_Provided records_
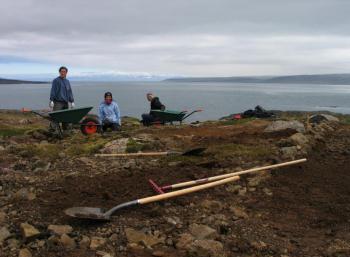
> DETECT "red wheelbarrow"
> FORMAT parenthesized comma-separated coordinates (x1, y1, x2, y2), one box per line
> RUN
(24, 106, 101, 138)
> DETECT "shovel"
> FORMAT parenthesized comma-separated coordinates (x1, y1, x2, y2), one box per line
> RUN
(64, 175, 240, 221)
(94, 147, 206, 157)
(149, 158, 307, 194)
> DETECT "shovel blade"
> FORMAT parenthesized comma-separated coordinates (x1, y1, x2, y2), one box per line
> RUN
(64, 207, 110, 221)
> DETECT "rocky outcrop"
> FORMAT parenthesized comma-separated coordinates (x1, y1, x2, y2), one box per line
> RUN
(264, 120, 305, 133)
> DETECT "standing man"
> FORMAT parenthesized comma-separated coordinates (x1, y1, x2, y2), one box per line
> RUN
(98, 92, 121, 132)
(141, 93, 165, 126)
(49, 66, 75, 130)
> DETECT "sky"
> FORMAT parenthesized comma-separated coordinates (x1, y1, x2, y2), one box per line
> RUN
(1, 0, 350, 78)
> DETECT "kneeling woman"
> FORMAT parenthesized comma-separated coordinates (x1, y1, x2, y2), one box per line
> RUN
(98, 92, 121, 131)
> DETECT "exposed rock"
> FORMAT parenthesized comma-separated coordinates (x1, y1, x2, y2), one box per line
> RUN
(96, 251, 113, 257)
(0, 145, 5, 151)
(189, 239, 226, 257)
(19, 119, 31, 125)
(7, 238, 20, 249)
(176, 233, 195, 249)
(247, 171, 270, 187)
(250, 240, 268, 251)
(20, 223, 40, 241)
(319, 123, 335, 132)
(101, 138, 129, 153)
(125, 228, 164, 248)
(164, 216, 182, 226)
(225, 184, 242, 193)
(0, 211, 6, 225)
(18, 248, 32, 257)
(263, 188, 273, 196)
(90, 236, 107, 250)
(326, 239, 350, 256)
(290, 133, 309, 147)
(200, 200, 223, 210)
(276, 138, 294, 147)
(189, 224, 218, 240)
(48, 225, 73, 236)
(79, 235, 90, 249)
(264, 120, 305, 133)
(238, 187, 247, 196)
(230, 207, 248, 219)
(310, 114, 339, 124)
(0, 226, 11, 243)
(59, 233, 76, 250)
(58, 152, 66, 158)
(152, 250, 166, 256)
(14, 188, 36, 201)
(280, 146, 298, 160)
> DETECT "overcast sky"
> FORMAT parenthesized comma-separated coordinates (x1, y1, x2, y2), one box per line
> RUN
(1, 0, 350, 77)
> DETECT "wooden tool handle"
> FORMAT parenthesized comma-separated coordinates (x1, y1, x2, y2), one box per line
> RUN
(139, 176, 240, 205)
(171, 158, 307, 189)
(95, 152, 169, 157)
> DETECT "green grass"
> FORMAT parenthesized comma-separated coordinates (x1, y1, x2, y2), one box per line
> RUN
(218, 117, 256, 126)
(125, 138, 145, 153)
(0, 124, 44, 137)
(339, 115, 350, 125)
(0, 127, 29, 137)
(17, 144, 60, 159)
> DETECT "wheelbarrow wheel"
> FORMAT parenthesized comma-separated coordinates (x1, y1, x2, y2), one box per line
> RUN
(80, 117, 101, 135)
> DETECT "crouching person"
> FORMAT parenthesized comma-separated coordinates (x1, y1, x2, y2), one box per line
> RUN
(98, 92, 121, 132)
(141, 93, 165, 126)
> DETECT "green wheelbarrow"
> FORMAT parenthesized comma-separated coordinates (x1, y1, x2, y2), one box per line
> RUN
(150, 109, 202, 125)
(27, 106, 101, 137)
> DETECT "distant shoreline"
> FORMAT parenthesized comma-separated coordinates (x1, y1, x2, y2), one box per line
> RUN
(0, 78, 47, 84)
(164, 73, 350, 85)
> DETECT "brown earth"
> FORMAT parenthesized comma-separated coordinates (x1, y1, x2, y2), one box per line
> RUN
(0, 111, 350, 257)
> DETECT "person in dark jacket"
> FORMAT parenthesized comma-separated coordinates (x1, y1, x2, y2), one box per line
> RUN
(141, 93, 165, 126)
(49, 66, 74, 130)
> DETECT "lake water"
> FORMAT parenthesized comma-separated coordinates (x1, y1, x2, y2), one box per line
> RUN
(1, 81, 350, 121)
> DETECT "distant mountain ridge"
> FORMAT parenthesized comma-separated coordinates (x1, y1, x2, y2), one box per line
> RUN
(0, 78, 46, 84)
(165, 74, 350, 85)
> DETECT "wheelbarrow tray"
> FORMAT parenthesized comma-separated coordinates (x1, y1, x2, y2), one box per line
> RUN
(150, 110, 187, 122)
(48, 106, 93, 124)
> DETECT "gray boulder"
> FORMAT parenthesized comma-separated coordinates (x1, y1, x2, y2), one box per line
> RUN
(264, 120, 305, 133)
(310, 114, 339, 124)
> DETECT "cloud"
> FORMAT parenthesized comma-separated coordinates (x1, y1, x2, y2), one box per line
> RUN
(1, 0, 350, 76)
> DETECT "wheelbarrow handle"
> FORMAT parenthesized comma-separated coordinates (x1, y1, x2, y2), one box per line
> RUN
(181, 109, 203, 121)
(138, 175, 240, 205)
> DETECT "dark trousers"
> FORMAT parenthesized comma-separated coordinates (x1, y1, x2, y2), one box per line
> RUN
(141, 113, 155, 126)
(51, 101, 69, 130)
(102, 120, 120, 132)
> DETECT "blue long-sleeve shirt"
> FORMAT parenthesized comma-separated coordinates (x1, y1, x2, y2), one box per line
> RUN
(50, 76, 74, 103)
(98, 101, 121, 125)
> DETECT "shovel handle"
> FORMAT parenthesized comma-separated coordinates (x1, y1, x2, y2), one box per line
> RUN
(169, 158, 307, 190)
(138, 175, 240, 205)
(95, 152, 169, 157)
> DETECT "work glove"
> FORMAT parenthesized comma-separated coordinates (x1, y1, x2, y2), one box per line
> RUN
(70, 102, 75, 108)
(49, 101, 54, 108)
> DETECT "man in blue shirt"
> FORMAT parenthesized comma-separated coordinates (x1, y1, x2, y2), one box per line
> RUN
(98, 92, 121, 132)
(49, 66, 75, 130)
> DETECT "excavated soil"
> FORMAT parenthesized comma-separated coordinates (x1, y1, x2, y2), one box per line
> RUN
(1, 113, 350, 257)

_Description of the task_
Exactly as they stand, retype all the entries, but omit the pictures.

_Solution below_
> DETECT "red wheelbarrow"
> FORMAT parenthesized comma-separated coordinates (x1, y1, x2, y2), one box per line
> RUN
(24, 106, 101, 138)
> DETECT "shovel"
> FORMAT parenthesized comma-separated coordinates (x1, y1, x2, y2), one box per line
> RUN
(64, 175, 240, 221)
(94, 147, 206, 157)
(149, 158, 307, 194)
> DETECT "shovel blade"
> FORMAT parenthesized comma-separated coordinates (x1, y1, x2, y2), one box per line
> RUN
(64, 207, 110, 221)
> DETECT "rocky outcrop"
> FORMAT parenthesized comma-separated coordinates (x1, y1, x2, y2), one box per line
> RUN
(264, 120, 305, 133)
> DETECT "standing man"
> FORMAT parenthesized comma-separated coordinates (x1, y1, x2, y2), one box per line
> RUN
(98, 92, 121, 132)
(141, 93, 165, 126)
(49, 66, 75, 130)
> DETECT "sky"
> FORMAT parenthesized comma-separated coordinates (x1, y1, x2, y2), one box per line
> RUN
(1, 0, 350, 78)
> DETECT "kneeling woman"
> FORMAT parenthesized comma-separated coordinates (x1, y1, x2, y2), one box per line
> RUN
(98, 92, 121, 131)
> DETECT "exposed rock"
> FORMAT parenthesized comma-separated coordinates (x1, y1, x2, y2), one box per line
> RUN
(96, 251, 113, 257)
(0, 145, 5, 151)
(189, 239, 226, 257)
(19, 119, 31, 125)
(7, 238, 20, 249)
(176, 233, 195, 249)
(247, 171, 270, 187)
(250, 240, 268, 251)
(20, 223, 40, 241)
(319, 123, 335, 132)
(101, 138, 129, 153)
(125, 228, 164, 248)
(164, 216, 182, 226)
(225, 184, 242, 193)
(0, 211, 6, 225)
(18, 248, 32, 257)
(263, 188, 273, 196)
(90, 236, 107, 250)
(326, 239, 350, 256)
(290, 133, 309, 147)
(200, 200, 223, 210)
(276, 138, 294, 147)
(189, 224, 218, 240)
(48, 225, 73, 236)
(79, 235, 90, 249)
(264, 120, 305, 133)
(238, 187, 247, 196)
(230, 207, 248, 219)
(310, 114, 339, 124)
(0, 226, 11, 243)
(59, 233, 76, 250)
(58, 152, 66, 158)
(152, 250, 166, 256)
(14, 188, 36, 201)
(280, 146, 298, 160)
> DETECT "overcast sky"
> FORMAT parenthesized comma-separated coordinates (x1, y1, x2, y2), one box per line
> RUN
(1, 0, 350, 77)
> DETECT "wooden tool handle"
> FORMAT parenthesized comma-separated coordinates (x1, y1, x2, y2), one box per line
> RUN
(139, 176, 240, 205)
(171, 158, 307, 189)
(95, 152, 169, 157)
> DETECT "green grass"
> FORMAT parenthesized comma-separated coordinates (x1, y1, x2, y2), one box per line
> RUN
(218, 117, 256, 126)
(125, 138, 145, 153)
(0, 124, 44, 137)
(339, 115, 350, 125)
(0, 127, 29, 137)
(17, 144, 60, 159)
> DETECT "wheelbarrow wheel"
> FORMAT parenthesized comma-separated coordinates (x1, y1, x2, y2), one box per line
> RUN
(80, 117, 101, 135)
> DETECT "crouching person"
> FORMAT parenthesized comma-separated coordinates (x1, y1, x2, y2), one box per line
> RUN
(98, 92, 121, 132)
(141, 93, 165, 126)
> DETECT "green wheelbarrow"
> FORMAT parenthesized comma-separated coordinates (x1, y1, x2, y2), one box per line
> RUN
(150, 109, 202, 125)
(27, 106, 101, 137)
> DETECT "distant shoreline"
> FORMAT parenthesized comma-separated coordinates (x1, y1, x2, y2), one box per line
> RUN
(0, 78, 47, 84)
(164, 73, 350, 85)
> DETECT "brown earth"
> FORMAT parenthesized comma-separated coordinates (x1, y1, x2, y2), one box per line
> RUN
(0, 111, 350, 257)
> DETECT "person in dark jacket"
> FORMAT parenthesized comma-separated coordinates (x1, y1, x2, y2), one box per line
> RUN
(141, 93, 165, 126)
(49, 66, 74, 130)
> DETECT "lake water"
> FORMAT parenthesized comma-separated coordinates (x1, y1, x2, y2), one box per line
> RUN
(1, 81, 350, 121)
> DETECT "distant mountain ridge"
> FORMAT parenthesized comma-separated coordinates (x1, y1, x2, y2), one box per line
> RUN
(0, 78, 46, 84)
(165, 74, 350, 85)
> DETECT "wheelbarrow tray"
> FORMAT parenthesized comma-separated coordinates (x1, y1, x2, y2), one box per line
> RUN
(150, 110, 187, 122)
(48, 106, 93, 124)
> DETECT "gray boulder"
> FORMAT parenthesized comma-separated coordinates (x1, y1, x2, y2), one box per line
> RUN
(264, 120, 305, 133)
(310, 114, 339, 124)
> DETECT "cloud"
> FORMAT parenthesized comma-separated coordinates (x1, y1, x2, y2), one box per line
> RUN
(1, 0, 350, 76)
> DETECT "wheelbarrow handle"
> FORMAT parenthesized comma-separated coordinates (x1, y1, x2, y2), one box per line
> RUN
(181, 109, 203, 121)
(138, 175, 240, 205)
> DETECT "dark trousers"
> FORMAT parenthesized comma-separated coordinates (x1, y1, x2, y2), one box per line
> RUN
(141, 113, 155, 126)
(51, 101, 69, 130)
(102, 120, 120, 132)
> DETECT "blue long-sleeve shirt"
> FORMAT parenthesized comma-separated coordinates (x1, y1, x2, y2), one box per line
> RUN
(50, 76, 74, 103)
(98, 101, 121, 125)
> DETECT "shovel handle"
> FORMAT parenthesized comma-separated coordinates (x1, y1, x2, y2), one box per line
> RUN
(169, 158, 307, 190)
(138, 175, 240, 205)
(95, 152, 169, 157)
> DETECT "work glove"
> FORMAT parenthesized comma-separated coordinates (x1, y1, x2, y2), one box per line
> RUN
(70, 102, 75, 108)
(49, 101, 54, 108)
> DETECT "man in blue shirt"
> FORMAT parenthesized comma-separated coordinates (x1, y1, x2, y2), one box per line
> RUN
(98, 92, 121, 132)
(49, 66, 75, 130)
> DETECT "excavated soil"
> FORMAT parenthesized comma-separated coordinates (x1, y1, x2, y2), one box per line
> RUN
(1, 113, 350, 257)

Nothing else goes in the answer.